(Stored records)
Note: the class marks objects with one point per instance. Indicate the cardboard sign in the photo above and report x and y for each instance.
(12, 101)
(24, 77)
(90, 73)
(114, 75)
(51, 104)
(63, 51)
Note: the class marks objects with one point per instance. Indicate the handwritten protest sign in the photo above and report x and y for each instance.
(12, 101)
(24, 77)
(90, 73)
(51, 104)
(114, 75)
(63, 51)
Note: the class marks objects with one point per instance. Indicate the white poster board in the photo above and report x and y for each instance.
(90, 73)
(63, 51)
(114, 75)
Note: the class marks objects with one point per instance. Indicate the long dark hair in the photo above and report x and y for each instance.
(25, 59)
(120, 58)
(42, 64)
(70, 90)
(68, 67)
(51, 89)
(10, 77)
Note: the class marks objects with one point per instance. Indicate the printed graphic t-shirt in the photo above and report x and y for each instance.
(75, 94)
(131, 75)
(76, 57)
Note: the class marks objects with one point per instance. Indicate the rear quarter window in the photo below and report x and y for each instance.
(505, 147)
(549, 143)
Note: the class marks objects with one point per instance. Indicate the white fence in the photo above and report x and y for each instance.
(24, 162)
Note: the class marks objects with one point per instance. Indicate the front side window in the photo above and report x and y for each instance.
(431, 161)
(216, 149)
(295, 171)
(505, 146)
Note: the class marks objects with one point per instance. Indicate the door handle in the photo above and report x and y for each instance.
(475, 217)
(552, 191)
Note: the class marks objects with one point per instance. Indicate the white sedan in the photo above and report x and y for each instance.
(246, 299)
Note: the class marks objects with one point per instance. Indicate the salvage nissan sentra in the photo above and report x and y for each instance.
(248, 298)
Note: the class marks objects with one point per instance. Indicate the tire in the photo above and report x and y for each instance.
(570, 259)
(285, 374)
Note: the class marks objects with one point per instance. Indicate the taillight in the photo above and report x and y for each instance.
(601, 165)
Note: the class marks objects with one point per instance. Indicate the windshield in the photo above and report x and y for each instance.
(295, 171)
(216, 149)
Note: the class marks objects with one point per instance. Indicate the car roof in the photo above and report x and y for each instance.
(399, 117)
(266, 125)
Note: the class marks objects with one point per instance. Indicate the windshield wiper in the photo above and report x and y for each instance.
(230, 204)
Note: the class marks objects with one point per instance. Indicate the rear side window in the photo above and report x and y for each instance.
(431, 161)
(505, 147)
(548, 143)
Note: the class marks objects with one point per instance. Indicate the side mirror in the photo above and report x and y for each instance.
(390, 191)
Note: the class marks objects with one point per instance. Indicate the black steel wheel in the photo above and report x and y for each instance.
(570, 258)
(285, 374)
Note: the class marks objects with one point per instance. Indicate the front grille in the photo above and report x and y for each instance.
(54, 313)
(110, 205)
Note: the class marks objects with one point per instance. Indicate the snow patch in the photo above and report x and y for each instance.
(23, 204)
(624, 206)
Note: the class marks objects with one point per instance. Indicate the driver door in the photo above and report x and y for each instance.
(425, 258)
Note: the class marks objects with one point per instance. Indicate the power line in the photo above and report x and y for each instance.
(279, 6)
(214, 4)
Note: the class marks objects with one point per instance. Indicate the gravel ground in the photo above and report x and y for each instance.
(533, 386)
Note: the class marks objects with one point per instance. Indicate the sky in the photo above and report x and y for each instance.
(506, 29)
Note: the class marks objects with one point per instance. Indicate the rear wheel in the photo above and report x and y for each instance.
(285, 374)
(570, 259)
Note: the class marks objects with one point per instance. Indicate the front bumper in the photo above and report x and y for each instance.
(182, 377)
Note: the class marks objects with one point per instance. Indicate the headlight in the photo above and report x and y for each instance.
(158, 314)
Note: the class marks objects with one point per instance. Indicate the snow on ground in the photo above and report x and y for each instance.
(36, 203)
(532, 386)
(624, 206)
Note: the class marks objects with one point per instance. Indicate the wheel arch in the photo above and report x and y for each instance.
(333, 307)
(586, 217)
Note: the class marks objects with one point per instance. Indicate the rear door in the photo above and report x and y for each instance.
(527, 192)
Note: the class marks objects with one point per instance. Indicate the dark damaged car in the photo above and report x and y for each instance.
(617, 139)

### [Task instructions]
Write the complete data out, exactly as above.

### [Expected answer]
Note: the class marks objects with one point per instance. Indicate the cardboard sign in the photo above and report x and y for each instance.
(12, 101)
(24, 77)
(90, 73)
(114, 75)
(51, 104)
(63, 51)
Note: the class marks objects with one point per instance. Indicate the handwritten protest sign in the photo above and report x and y for each instance.
(12, 101)
(24, 77)
(90, 73)
(51, 104)
(114, 75)
(63, 51)
Note: the class marks objects with one point per instance. Indicate the white poster board in the photo above and report x and y for each instance.
(90, 73)
(63, 51)
(114, 75)
Note: the class marks objects with one point per instance. Indicate the long dark hair in the photo above and report x and y for each instance.
(25, 59)
(120, 58)
(42, 64)
(70, 90)
(68, 67)
(51, 89)
(10, 77)
Note: the class marks objects with one point per instance. Indicate the printed graphic t-shirt in the photo above and report x and y for each instance.
(75, 94)
(131, 75)
(76, 57)
Note: the class marks objects with one point per instance. Indicate the rear quarter window in the photo below and report x and y for each instance.
(505, 147)
(549, 143)
Note: the class marks objects with one point per instance. Indicate the white fence in the photo above and report x and y for each instance.
(24, 162)
Note: the class marks objects with one point per instance. Indicate the front side window in the photo above and report x and y for each instance.
(431, 161)
(216, 149)
(295, 171)
(505, 146)
Note: the class marks objects with one point per instance. Indicate the door handle in the photo above and report x and y for each instance.
(475, 217)
(552, 191)
Note: the class marks objects with one point per instance. Indicate the white sedan in the photo above and report x and y for each instance.
(246, 299)
Note: the class marks objects with one point per instance. Indicate the salvage nissan sentra in the photo above and report x and y for each instance.
(248, 298)
Note: the class marks objects with one point per instance. Indicate the tire in the photo above and report x and y for each instance.
(570, 259)
(285, 374)
Note: the class marks objects with one point per instance. Indicate the taillight in the photo above and report x and y for each instance.
(601, 165)
Note: the class marks objects with one point per instance. Indicate the windshield in the photo above and report x and y for each instance.
(295, 171)
(216, 149)
Note: the class marks objects with one point per instance. Indicate the car roof in the photo above and report x and y for each instance.
(399, 117)
(266, 125)
Note: the class marks objects with one point per instance. Indicate the windshield wiper in the photo above and report x and y for each instance.
(230, 204)
Note: the class marks objects with one point per instance. Indicate the rear side window in the photo above and report x and y for each instance.
(431, 161)
(505, 147)
(548, 143)
Note: the class marks objects with one point per instance. Indicate the side mirror in the photo above and report x and y for each instance.
(390, 191)
Note: the class marks objects with one point per instance. Indicate the black steel wheel in the photo above and report x and y for each instance.
(570, 258)
(285, 374)
Note: the class marks objects with one point per instance. Indicate the front grille in the photo above and report x and y for each instance.
(54, 313)
(110, 205)
Note: the class marks objects with one point per instance. Indicate the snow patch in the photo above and report x and y for each instance.
(23, 204)
(624, 206)
Note: the class marks objects with one point per instance. Indicate the driver door in the photo above and report x and y for each instance.
(425, 258)
Note: the class marks objects with one point per instance. Indicate the power line in the photo above and report x and y for each instance.
(279, 6)
(214, 4)
Note: the class marks objects with one point per instance. Indicate the gravel ground in the photo above and report x and y for each instance.
(533, 386)
Note: the class marks objects with one point per instance. Indicate the sky in the photo above and report x and y for each instance.
(506, 29)
Note: the class marks objects with one point per instance. Indicate the rear wheel in the photo above and report x and y for each instance.
(285, 374)
(570, 259)
Note: the class marks objects with one point per instance. Indicate the front bumper in the photo above and report x and y for each instance.
(182, 377)
Note: the class marks objects with one point per instance. Indicate the headlight in the photo above and report x and y for each instance.
(158, 314)
Note: the class marks objects with one point per instance. Indicate the snow on ground in the photo above and report x and y for each instance.
(36, 203)
(532, 386)
(624, 206)
Note: the class marks objects with one point per instance. Indicate the wheel arch in the photo above and report x and y for each instance.
(333, 307)
(586, 217)
Note: the class marks objects with one point per instance. Indicate the rear door in the photo above and report x and y for each instance.
(527, 192)
Note: the class marks objects with one point per instance. Indicate the dark damaged car in the photo above and report x and y for each instance.
(617, 139)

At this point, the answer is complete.